_Task objective_
Starting at the line that contains "Each instance of the eroded", copy each line through the final one exactly as written.

Entries from a pointing dataset
▼▼▼
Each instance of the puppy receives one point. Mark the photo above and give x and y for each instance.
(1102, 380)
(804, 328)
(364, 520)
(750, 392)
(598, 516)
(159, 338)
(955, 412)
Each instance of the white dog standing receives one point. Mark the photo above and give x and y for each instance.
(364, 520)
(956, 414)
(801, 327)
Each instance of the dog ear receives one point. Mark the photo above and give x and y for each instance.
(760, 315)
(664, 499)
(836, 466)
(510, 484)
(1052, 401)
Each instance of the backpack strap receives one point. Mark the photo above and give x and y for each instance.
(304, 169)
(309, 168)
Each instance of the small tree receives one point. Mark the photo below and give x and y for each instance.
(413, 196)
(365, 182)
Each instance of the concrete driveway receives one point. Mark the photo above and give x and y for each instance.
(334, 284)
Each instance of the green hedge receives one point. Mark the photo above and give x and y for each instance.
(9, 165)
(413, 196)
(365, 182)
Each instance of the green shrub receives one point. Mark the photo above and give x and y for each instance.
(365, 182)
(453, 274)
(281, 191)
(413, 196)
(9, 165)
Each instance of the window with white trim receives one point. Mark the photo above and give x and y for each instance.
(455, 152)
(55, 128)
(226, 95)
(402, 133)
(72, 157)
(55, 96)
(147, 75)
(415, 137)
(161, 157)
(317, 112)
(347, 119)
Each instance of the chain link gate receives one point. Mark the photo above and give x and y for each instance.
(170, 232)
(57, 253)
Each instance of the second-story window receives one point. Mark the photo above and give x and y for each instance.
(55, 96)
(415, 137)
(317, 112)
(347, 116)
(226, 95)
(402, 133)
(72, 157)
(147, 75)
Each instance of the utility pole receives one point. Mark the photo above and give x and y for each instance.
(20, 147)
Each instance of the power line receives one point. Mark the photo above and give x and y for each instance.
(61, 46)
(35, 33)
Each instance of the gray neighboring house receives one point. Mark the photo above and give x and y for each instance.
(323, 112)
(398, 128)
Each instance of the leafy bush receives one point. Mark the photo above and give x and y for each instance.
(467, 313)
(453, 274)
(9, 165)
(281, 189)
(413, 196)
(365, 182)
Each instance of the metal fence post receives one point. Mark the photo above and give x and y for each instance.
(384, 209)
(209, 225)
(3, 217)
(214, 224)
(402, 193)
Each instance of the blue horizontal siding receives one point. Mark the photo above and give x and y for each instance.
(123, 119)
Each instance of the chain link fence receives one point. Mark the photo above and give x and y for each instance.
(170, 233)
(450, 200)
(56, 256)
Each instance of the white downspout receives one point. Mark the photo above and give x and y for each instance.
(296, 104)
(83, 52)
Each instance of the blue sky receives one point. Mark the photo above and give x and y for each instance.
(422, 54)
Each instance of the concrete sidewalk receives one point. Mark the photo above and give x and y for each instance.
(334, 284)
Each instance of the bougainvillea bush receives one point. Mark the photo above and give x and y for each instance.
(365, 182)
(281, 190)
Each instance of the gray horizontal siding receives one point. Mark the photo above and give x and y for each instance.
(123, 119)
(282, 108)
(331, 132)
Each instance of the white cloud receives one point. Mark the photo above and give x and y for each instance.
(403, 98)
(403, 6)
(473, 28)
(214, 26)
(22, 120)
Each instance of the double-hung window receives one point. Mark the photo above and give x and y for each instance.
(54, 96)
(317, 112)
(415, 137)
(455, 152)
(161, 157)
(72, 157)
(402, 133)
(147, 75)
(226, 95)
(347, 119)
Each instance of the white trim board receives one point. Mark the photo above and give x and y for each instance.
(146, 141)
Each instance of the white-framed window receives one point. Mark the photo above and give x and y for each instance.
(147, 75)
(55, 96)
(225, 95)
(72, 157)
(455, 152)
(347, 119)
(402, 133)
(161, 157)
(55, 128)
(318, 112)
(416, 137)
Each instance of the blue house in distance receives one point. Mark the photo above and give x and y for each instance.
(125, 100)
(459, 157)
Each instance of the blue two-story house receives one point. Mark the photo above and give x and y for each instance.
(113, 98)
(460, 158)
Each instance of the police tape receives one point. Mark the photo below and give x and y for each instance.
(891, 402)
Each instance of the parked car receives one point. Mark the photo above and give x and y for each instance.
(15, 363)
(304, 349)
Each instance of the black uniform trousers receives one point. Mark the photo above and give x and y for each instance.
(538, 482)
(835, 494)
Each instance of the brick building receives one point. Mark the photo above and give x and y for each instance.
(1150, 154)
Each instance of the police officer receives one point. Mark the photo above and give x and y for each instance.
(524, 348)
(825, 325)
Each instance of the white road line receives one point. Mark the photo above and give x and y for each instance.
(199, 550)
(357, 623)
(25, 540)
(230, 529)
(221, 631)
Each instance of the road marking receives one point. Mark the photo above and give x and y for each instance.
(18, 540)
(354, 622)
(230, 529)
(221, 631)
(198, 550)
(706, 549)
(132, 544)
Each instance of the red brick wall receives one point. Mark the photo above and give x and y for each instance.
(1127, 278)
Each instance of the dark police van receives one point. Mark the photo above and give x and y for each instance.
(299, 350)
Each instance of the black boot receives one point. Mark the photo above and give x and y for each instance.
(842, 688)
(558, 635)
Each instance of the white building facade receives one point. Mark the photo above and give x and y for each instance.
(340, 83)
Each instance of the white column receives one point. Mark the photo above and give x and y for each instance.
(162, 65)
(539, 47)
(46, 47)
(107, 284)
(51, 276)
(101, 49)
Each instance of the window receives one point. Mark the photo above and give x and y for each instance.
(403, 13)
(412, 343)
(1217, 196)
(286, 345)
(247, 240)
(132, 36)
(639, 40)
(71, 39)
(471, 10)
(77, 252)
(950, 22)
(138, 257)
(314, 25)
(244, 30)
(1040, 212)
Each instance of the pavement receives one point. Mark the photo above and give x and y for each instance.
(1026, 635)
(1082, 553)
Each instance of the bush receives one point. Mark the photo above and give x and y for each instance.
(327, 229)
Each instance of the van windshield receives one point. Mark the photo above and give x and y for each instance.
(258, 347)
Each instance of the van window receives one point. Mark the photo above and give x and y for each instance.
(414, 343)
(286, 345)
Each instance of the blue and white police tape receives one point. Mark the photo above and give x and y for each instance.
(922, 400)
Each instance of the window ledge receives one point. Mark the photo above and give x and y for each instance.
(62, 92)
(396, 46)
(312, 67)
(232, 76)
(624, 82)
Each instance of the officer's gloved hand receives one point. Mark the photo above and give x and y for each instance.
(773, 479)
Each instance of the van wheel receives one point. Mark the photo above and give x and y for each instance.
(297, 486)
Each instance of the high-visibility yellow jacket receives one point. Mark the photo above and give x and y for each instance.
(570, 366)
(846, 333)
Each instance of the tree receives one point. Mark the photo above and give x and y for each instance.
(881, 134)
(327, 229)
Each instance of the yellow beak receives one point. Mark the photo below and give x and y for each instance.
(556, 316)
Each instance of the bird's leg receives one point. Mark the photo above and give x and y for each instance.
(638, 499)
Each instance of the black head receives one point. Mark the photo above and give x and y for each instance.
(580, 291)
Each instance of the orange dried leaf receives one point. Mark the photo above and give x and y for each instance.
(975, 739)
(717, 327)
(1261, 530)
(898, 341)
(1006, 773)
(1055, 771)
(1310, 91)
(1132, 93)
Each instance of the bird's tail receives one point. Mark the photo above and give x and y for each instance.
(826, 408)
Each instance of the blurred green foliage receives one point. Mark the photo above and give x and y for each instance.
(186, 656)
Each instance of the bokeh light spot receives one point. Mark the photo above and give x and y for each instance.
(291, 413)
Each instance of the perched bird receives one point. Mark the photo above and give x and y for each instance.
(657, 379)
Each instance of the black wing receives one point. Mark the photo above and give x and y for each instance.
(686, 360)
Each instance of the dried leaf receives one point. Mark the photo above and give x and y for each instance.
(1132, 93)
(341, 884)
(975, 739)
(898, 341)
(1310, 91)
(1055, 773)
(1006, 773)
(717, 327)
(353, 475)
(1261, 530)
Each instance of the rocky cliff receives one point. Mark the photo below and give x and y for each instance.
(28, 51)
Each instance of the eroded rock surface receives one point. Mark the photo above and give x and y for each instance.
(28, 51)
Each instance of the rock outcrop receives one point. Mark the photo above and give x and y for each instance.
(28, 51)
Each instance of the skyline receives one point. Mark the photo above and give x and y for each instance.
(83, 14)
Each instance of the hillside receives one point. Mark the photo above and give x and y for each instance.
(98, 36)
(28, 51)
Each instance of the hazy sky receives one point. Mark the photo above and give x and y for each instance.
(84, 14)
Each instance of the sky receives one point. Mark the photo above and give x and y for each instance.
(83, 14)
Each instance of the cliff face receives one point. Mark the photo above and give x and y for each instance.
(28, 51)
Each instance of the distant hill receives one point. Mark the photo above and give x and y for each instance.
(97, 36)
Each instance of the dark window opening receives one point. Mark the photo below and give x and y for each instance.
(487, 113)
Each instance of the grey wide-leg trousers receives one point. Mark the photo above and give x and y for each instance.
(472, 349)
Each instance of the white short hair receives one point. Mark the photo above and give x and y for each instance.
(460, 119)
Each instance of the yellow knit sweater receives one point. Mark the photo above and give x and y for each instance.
▲▲▲
_Solution_
Each instance of the eroded rock surface receives one point. Mark the photo above and give x and y for each instance.
(28, 51)
Each instance of the rock outcrop receives one point. Mark the photo above and give x and y for each instance.
(28, 51)
Each instance of the skyline receives one point. Mark the photo above and give x and y for each instance.
(83, 14)
Each instance of the hillside receives one point. Mark the photo above and give x and y for each instance.
(98, 36)
(28, 51)
Each instance of the hazy sky receives one point. Mark the photo above and give x and y for each instance.
(84, 14)
Each instance of the sky receives one point. Mark the photo above and give x and y for each instance.
(83, 14)
Each instance of the cliff face receives one point. Mark the photo above and give x and y for each instance.
(28, 51)
Each instance of the distant hill receives one point. Mark the photo above and give x and y for each instance.
(97, 36)
Each instance of the dark window opening receives one point. Mark the photo below and give x and y for each instance.
(487, 113)
Each instance of the grey wide-leg trousers receives one point. Mark the photo above and give x and y for each instance.
(472, 349)
Each instance of the white short hair receives one point. Mark the photo above and give x and y for each instance.
(460, 119)
Each instance of the yellow knit sweater receives one point. Mark the photo above and give x and y for each instance.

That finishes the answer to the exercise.